**Exercise prompt:** Pick out every line in the listing below that contains the word "ring" and copy each one. Case counts.

**Data to process:**
★ ★ ★

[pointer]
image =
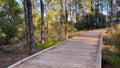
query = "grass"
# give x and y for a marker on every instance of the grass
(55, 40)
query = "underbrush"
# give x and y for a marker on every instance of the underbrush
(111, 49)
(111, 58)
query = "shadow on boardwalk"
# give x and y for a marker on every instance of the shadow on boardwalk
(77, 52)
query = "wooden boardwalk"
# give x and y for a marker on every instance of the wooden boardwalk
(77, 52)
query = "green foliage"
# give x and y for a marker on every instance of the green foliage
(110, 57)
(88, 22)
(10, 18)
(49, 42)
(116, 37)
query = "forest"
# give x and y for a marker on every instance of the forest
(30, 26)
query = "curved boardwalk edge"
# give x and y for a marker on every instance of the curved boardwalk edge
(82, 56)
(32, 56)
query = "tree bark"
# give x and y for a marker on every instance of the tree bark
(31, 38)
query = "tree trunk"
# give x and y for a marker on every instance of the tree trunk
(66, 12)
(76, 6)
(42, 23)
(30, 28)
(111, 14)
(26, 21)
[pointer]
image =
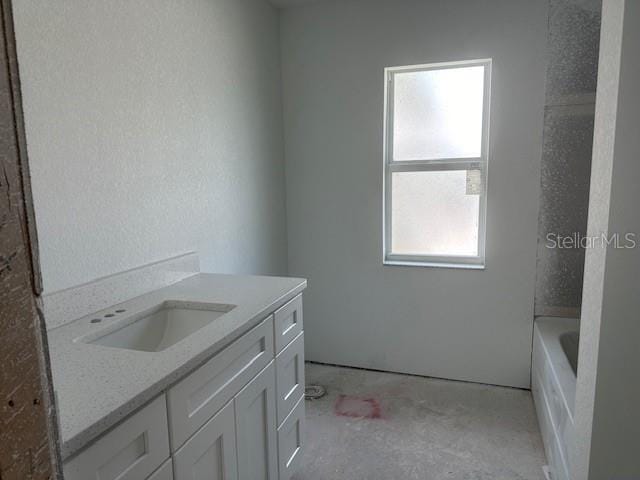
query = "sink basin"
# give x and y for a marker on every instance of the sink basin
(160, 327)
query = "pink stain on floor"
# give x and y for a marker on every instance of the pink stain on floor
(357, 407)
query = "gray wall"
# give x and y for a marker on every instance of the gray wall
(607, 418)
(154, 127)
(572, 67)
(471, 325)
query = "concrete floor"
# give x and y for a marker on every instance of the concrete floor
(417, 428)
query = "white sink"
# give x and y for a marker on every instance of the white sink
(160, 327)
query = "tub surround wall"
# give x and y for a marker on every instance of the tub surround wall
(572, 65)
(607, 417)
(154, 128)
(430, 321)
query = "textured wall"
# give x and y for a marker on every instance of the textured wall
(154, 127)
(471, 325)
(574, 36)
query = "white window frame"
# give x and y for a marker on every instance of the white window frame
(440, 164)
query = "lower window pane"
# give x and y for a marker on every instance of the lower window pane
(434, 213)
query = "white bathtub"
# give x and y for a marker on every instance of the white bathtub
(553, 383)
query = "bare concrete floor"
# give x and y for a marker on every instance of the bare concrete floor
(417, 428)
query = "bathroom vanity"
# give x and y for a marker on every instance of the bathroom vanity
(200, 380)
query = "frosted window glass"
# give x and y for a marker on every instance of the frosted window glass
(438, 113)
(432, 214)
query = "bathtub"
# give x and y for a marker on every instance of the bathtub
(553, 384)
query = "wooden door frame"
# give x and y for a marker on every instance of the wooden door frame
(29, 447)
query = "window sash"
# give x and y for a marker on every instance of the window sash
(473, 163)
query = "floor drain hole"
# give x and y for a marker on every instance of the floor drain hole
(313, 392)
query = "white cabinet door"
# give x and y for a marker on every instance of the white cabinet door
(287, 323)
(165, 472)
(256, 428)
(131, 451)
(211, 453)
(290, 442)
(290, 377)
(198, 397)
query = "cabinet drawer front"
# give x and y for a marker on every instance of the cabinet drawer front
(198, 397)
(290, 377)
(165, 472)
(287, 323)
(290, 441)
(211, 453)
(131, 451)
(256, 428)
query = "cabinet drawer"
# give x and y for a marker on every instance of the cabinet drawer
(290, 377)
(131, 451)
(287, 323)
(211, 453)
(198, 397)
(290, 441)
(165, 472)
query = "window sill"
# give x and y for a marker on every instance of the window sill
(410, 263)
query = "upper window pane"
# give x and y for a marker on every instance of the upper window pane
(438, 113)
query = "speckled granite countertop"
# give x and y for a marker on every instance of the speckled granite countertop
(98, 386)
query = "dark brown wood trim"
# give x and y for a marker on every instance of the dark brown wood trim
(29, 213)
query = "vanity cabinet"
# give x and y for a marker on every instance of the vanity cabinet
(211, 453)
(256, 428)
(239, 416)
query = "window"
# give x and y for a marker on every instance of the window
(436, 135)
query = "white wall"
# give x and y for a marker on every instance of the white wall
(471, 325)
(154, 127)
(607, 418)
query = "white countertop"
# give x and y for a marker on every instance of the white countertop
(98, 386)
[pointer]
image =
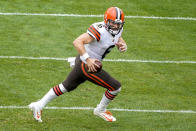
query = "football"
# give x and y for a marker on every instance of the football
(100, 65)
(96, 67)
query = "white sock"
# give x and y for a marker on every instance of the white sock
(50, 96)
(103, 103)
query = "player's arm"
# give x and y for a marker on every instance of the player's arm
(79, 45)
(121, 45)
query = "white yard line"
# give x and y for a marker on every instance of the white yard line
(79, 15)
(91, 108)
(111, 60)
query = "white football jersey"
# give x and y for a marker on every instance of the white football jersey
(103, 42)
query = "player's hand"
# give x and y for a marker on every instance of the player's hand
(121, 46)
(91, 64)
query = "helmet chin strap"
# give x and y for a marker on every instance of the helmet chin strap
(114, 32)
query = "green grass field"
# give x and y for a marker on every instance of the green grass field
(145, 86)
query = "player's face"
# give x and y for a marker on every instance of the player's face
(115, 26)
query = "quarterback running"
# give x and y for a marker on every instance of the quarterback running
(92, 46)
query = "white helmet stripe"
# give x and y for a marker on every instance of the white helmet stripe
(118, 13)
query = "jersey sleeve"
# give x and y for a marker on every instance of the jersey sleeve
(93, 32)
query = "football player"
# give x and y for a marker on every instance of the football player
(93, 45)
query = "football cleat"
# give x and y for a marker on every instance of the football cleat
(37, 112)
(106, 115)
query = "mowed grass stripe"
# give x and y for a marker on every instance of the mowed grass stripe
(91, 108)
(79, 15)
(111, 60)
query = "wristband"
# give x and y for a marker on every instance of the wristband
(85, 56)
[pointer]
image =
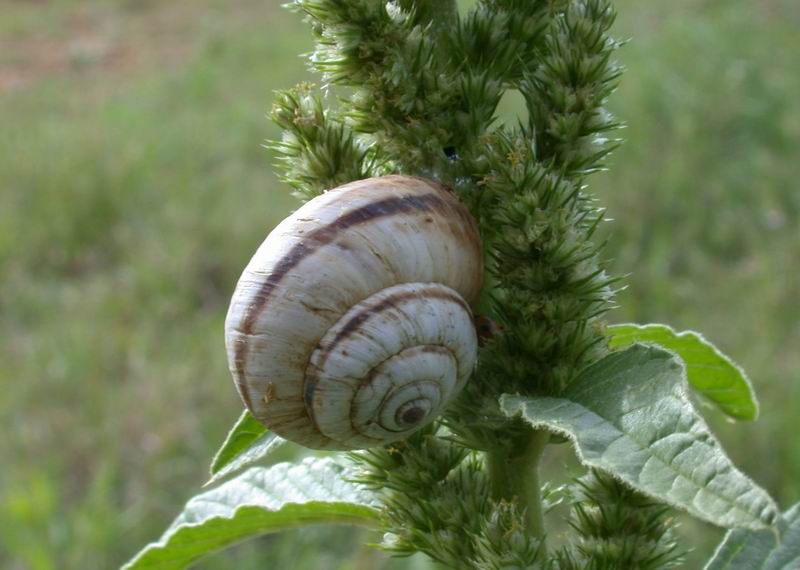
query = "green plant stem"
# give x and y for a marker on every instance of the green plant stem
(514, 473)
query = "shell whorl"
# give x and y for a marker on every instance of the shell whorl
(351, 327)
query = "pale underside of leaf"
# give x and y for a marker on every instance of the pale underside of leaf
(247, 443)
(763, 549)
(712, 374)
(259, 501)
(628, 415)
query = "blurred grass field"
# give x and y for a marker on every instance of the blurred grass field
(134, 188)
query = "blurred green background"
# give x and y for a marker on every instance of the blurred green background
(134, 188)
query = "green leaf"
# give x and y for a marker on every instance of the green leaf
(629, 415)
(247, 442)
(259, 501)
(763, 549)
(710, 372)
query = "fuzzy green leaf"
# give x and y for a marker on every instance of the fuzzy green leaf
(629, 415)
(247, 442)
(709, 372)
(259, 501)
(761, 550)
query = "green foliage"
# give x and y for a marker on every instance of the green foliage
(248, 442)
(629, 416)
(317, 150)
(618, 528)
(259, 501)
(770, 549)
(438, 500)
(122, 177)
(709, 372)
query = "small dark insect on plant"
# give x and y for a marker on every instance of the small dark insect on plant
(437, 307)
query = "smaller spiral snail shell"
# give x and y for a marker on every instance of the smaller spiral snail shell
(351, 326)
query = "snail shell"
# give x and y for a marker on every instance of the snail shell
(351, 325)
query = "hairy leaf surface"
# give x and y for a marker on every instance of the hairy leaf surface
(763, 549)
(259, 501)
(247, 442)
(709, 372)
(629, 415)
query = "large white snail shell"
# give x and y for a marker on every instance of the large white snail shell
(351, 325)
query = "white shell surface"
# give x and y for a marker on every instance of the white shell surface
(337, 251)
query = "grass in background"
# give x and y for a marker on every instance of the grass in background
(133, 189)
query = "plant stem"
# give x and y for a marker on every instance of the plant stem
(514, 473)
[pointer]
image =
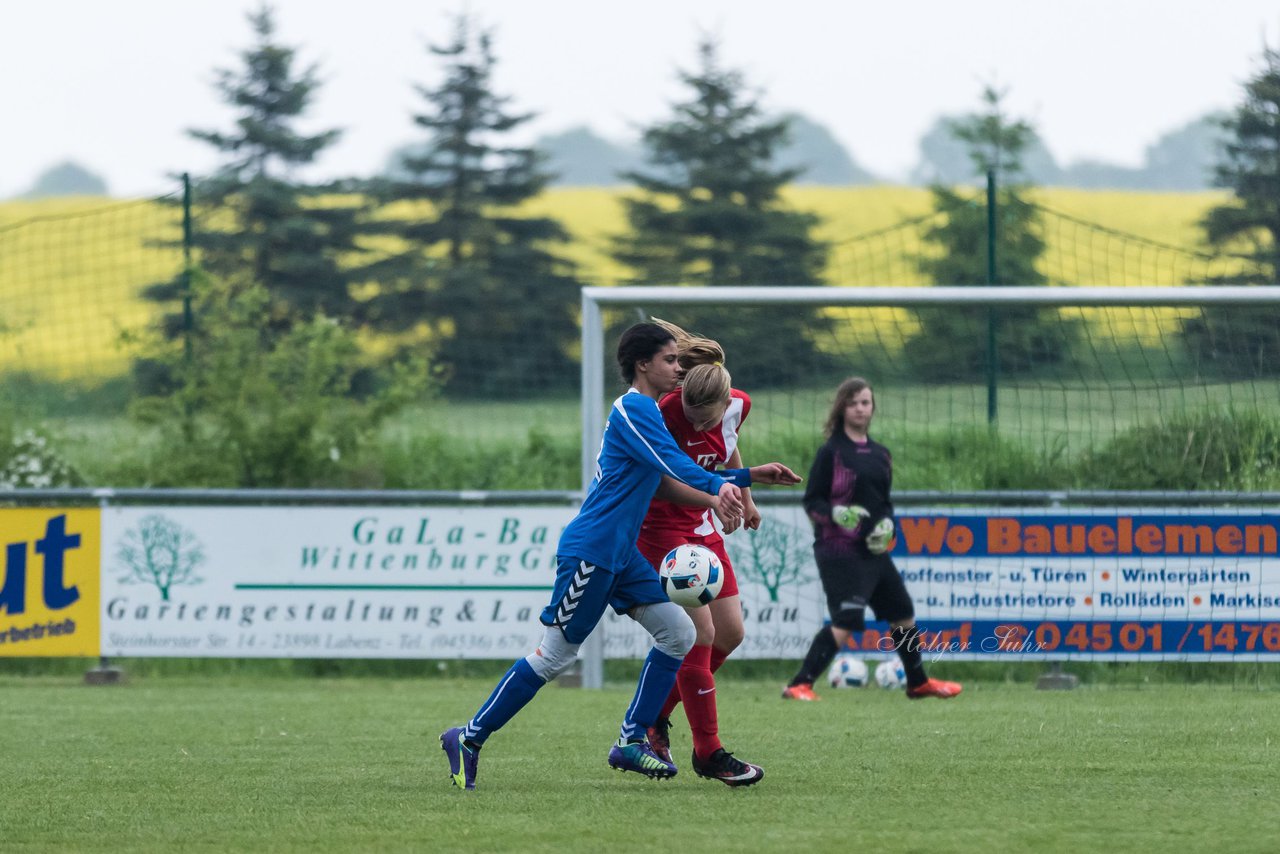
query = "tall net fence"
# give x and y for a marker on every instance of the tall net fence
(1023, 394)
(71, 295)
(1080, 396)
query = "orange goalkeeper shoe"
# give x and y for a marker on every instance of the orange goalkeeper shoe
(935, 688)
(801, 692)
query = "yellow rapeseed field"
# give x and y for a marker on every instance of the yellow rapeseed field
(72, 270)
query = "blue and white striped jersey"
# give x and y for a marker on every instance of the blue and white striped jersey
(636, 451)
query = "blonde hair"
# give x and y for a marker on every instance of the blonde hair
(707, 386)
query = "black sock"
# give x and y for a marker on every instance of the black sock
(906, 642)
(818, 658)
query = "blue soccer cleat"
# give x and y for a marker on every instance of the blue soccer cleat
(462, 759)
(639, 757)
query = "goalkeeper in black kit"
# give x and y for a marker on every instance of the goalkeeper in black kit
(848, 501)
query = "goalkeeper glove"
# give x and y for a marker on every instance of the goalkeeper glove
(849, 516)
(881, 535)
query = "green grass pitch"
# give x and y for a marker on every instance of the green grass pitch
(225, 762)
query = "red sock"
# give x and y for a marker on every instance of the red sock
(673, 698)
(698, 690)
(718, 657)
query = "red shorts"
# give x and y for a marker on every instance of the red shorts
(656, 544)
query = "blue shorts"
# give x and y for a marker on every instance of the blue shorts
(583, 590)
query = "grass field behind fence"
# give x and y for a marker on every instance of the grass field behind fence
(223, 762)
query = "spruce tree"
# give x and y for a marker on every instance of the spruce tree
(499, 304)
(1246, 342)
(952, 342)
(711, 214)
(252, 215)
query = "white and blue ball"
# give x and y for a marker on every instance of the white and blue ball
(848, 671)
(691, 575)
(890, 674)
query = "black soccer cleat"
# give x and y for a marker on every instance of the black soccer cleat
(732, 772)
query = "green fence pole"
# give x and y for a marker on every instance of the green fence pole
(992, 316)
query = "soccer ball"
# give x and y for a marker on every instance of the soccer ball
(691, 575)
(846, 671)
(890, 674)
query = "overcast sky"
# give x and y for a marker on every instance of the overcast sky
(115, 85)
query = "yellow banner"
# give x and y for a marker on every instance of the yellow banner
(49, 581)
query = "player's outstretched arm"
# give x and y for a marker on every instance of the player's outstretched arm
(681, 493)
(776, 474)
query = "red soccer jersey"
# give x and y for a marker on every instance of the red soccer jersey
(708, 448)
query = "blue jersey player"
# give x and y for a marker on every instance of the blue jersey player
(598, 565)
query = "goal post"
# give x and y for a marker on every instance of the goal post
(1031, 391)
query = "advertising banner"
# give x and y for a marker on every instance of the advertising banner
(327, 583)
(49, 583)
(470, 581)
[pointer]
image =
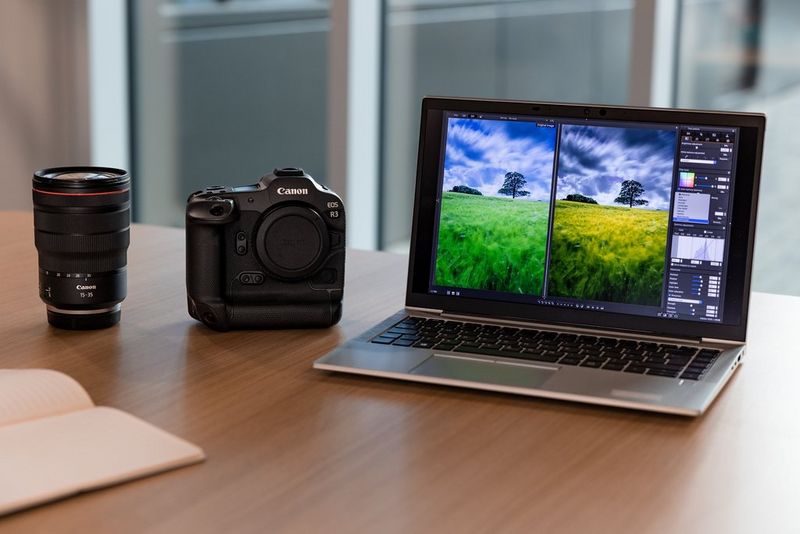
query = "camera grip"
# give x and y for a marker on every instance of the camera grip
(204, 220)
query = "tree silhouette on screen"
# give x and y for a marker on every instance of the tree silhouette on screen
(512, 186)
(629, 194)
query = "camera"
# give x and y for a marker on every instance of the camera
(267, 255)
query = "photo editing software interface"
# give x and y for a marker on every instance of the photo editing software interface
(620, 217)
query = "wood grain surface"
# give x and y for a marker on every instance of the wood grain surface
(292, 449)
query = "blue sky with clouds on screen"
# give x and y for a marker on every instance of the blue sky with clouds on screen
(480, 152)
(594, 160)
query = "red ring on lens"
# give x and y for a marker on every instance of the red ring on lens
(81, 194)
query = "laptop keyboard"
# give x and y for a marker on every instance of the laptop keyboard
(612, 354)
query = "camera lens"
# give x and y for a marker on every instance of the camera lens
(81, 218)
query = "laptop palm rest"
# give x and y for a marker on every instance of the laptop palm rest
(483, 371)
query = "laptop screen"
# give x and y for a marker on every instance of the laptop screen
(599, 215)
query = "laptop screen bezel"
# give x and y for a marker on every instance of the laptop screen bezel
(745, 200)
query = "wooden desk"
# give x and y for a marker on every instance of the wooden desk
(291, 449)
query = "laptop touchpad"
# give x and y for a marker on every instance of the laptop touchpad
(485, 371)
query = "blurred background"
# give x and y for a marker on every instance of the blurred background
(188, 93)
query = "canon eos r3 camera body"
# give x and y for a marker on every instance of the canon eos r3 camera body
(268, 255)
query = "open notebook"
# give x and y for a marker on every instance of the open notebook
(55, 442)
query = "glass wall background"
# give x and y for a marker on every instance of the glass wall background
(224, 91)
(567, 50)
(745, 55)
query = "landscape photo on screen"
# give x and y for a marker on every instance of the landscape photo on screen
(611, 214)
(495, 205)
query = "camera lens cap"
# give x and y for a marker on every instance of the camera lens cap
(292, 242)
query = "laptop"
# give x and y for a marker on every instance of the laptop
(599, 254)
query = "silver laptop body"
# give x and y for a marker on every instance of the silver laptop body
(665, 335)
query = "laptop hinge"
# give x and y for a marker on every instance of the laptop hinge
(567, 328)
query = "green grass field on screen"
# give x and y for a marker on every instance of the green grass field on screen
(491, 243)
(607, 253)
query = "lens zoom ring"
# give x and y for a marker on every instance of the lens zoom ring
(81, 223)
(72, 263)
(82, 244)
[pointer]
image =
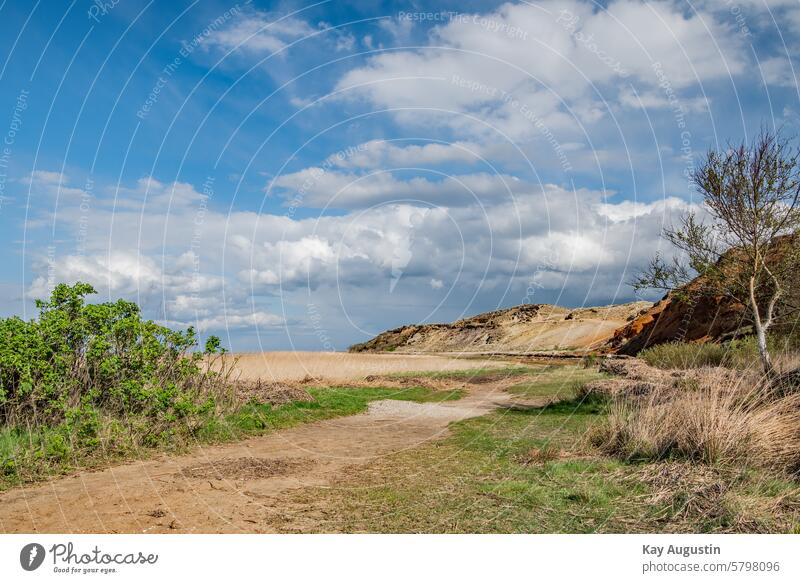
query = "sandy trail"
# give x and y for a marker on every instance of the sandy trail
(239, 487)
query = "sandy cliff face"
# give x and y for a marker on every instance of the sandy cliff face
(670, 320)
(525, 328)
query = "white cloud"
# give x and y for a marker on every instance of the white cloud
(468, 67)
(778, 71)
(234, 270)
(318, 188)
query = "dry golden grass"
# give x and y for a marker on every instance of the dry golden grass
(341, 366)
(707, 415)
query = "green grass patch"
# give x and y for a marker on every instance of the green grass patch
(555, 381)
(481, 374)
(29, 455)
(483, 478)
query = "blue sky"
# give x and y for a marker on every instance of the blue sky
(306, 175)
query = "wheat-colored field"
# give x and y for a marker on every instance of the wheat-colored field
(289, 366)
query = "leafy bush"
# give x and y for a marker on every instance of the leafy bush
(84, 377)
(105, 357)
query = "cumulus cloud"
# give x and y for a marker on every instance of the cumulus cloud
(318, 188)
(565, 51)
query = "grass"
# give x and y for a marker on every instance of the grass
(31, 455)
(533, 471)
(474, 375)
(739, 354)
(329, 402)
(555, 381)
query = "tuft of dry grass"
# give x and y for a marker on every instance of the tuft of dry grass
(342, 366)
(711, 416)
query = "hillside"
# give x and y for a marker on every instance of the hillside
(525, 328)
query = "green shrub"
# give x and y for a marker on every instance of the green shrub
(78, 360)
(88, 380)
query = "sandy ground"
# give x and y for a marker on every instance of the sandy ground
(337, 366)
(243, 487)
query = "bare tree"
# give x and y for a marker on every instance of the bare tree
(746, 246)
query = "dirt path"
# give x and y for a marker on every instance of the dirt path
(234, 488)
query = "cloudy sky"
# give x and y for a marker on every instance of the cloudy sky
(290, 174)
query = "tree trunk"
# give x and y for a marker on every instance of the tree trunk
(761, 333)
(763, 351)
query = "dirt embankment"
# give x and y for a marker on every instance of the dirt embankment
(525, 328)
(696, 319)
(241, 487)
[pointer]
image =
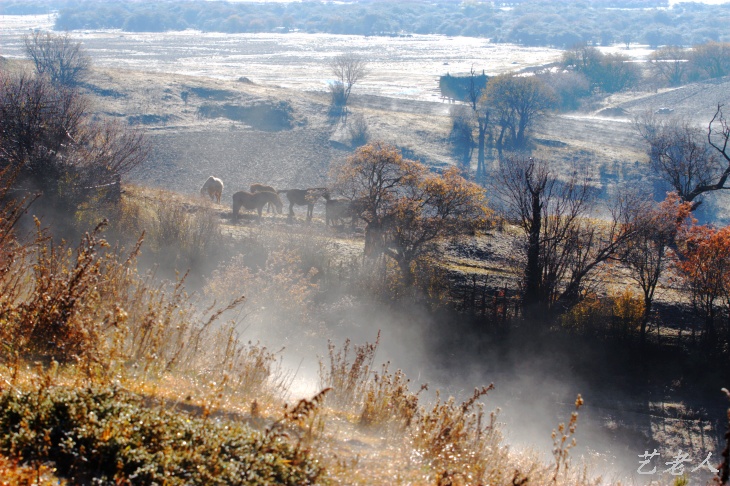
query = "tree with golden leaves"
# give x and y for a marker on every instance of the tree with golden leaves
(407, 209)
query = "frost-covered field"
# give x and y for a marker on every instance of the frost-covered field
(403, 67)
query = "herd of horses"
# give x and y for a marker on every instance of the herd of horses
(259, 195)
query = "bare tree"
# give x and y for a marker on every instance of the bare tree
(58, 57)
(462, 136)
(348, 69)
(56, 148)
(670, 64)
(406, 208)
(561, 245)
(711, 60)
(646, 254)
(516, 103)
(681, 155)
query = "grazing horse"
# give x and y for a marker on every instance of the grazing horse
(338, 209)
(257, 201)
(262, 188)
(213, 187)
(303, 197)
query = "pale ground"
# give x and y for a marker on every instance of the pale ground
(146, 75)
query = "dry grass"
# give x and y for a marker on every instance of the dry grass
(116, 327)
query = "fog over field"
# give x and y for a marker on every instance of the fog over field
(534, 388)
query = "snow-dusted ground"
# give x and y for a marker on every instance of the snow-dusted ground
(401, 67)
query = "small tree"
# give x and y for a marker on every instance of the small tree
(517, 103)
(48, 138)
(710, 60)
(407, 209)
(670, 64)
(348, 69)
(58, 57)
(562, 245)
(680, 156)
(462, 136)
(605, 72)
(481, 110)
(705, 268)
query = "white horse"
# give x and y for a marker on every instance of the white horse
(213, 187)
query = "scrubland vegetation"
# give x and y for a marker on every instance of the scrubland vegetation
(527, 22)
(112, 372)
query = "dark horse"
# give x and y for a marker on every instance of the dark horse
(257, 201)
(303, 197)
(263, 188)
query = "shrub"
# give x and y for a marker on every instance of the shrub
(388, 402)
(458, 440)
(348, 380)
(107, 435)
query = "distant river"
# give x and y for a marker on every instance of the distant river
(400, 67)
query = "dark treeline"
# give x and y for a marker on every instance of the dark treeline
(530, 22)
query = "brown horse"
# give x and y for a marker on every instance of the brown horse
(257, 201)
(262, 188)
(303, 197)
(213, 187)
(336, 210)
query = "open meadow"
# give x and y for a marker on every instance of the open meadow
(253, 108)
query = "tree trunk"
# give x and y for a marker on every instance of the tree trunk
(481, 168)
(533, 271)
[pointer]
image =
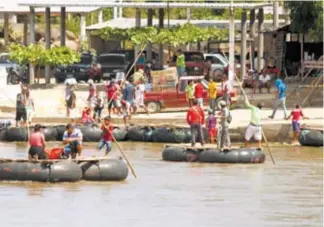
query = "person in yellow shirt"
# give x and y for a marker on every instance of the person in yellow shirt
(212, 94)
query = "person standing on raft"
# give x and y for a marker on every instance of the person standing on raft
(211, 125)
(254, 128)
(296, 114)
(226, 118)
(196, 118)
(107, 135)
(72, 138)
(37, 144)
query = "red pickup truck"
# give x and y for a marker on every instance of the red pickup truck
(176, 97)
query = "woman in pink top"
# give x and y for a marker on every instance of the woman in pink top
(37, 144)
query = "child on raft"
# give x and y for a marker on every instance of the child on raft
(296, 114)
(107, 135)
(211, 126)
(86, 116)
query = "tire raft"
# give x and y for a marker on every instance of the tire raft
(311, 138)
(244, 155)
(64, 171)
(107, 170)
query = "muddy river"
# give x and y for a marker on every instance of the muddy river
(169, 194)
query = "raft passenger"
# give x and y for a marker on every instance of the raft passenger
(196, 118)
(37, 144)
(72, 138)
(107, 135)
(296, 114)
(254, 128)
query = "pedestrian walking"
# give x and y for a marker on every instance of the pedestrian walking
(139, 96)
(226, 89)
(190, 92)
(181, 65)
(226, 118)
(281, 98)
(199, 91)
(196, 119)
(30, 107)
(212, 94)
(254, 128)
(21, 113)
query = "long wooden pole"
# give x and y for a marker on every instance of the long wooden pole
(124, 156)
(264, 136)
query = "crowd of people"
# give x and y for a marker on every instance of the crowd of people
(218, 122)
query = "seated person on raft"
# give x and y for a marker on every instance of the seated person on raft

★ ★ ★

**Solution below:**
query = "red ring on lens"
# give x and y for a marker on every instance of the red ring on lens
query = "lens zoom ring"
# give x and y for a marker on every instance of the lens zoom ring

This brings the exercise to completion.